In The Parade - A Hookup Is No Time for 'Don't Ask Don't Tell'
There is something curious and tragic going on in the United States today. I’m not talking about the recent passage of the health-care bill or the discussion about immigration reform. I’m going to call it a different form of “Don’t Ask Don’t Tell,” fueled by websites with names that leave nothing to the imagination. These sites offer simple, no-nonsense, consensual sex. You simply log on, trade positions, hook up and go on your way.
These sites, such as Craigslist, offer a tantalizing opportunity for anonymous sex and the promise that the person you are meeting has disclosed everything from his marital status to his HIV status. Using these sites to hook up may seem tantalizing until you find that your hot anonymous partner has left you with a gift that keeps on giving. The prevalence of gay and bisexual married men or men with partners posting hookups, seeking unsafe sex and asking for anonymity is surprising, amazing, tragic and, most of all, curious.
There seems to be a wide spectrum between those who practice safe sex and those who don’t care. There are those who tell their future sexual partner of their HIV status and those who never mention it. There are those who chase the bug and those who are unaware that they carry the bug.
The Centers for Disease Control and Prevention in Atlanta tells us that that transmission occurs by sharing blood, semen, vaginal fluid, pre-ejaculate or breast milk. HIV-1 is transmitted by blood, semen and pre-ejaculate, and HIV-2 is spread from mother to child via breast milk. I think it’s safe to say that in that in the gay community, it’s not breast milk that we have to fear.
A few years ago, a longtime friend of mine found himself single, middle-aged, lonely and not sure what to do or how to go forward. He eventually discovered a website dedicated to M4M hook ups, chatted for many months with a particular man, and when they finally met, they had mad, passionate sex.

● **Data for analysis**:
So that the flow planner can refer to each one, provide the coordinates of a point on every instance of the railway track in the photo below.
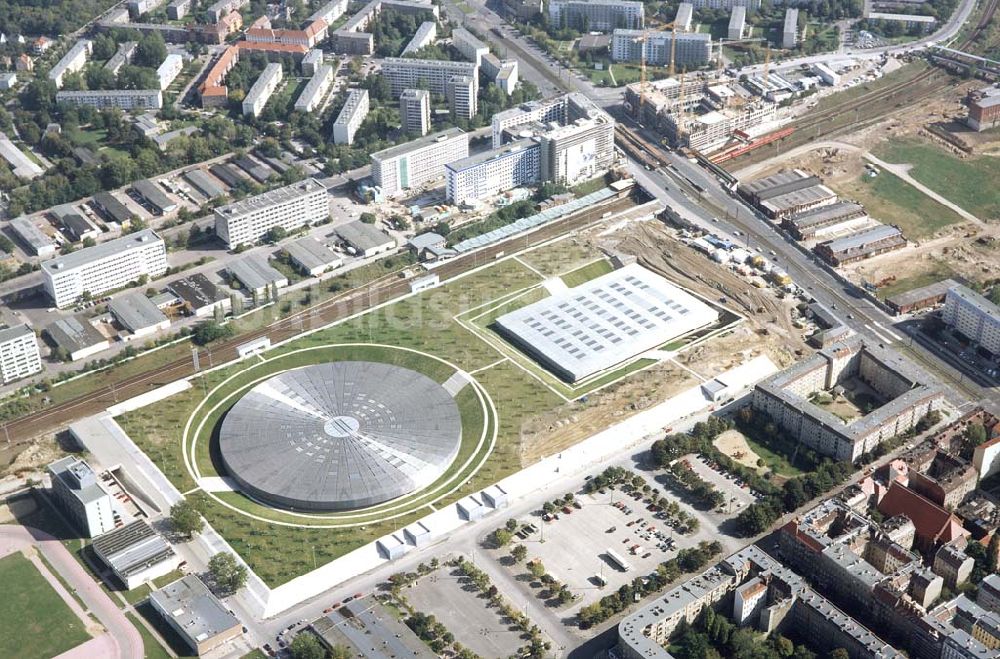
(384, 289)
==
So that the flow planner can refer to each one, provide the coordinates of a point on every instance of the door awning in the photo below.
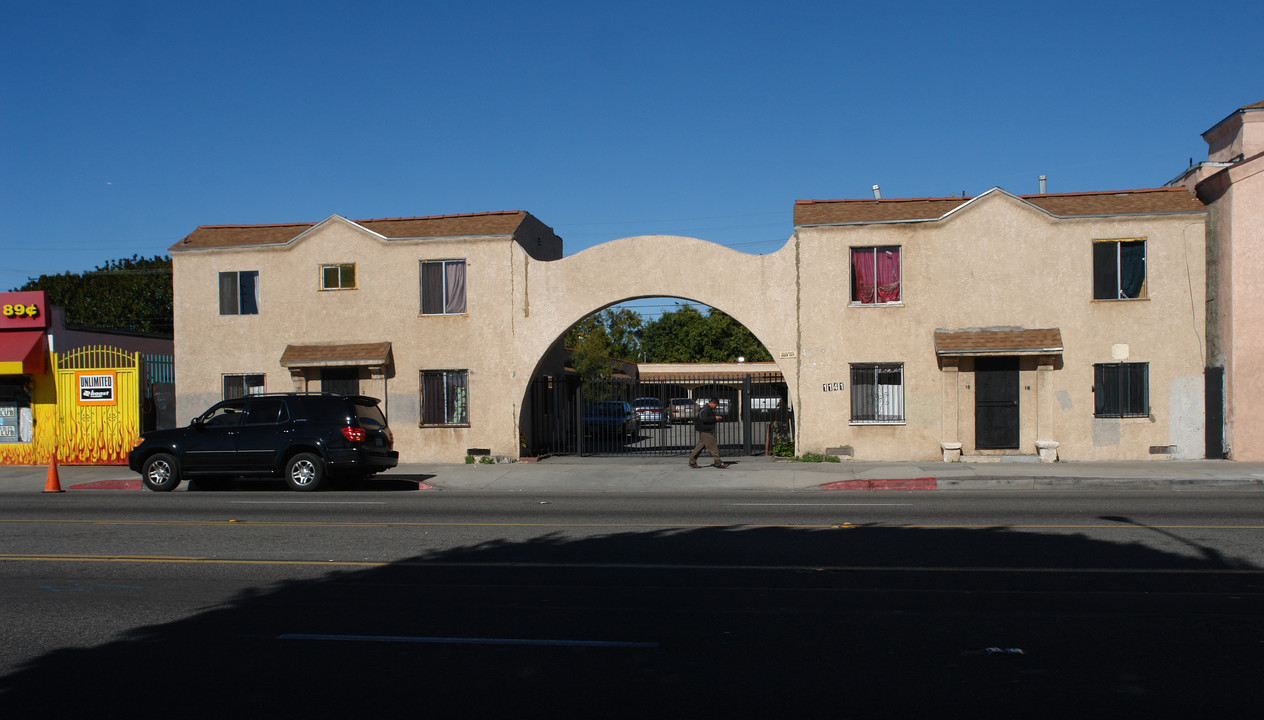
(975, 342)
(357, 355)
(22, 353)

● **Problem A**: Condense the paragraph beginning "There seems to be a wide spectrum" in the column on hookup sites into a short bulleted list that keeps its main points.
● **Problem B**: Carry on the column on hookup sites from its last sentence, picking up the account of the longtime friend.

● **Exercise result A**:
- People range from those who practice safe sex to those who don't care.
- Some tell future sexual partners their HIV status, and some never mention it.
- Some chase the bug, and some don't know they carry it.

● **Exercise result B**:
I personally don’t find anything wrong with two consenting adults finding pleasure with each other and consummating the relationship with sweat and lube. After all, that’s what mad, passionate sex is all about. I do have a problem with the idea that if you don’t ask, the other man feels he doesn’t have to tell.
The CDC tells us that HIV infection has basically four states: incubation period, acute infection, latency state and AIDs. The initial incubation period upon infection is asymptomatic and usually lasts between two and four weeks. The second state, acute infection, lasts an average of 28 days and can include symptoms such as fever, swollen lymph nodes, sore throat, rash, muscle pain and esophageal sores. My friend had all of the above in abundance.
As my friend grew more pale and drawn, the medical staff at the hospital failed to diagnose the problem. Two weeks after he had entered the emergency room, they still did not run HIV tests. When the hospital finally did run tests he had spinal syphilis, among other sexually transmitted diseases. The man he had met on a M4M sex site — the one who thought “Don’t Ask Don’t Tell” was a rule to live by — was the man who had changed his life forever.
As we walk for a cure, walk for funding and walk for remembrance, let us also walk for education. We need to work on the fact that those of us who don’t ask rely on those of us who don’t tell to tell.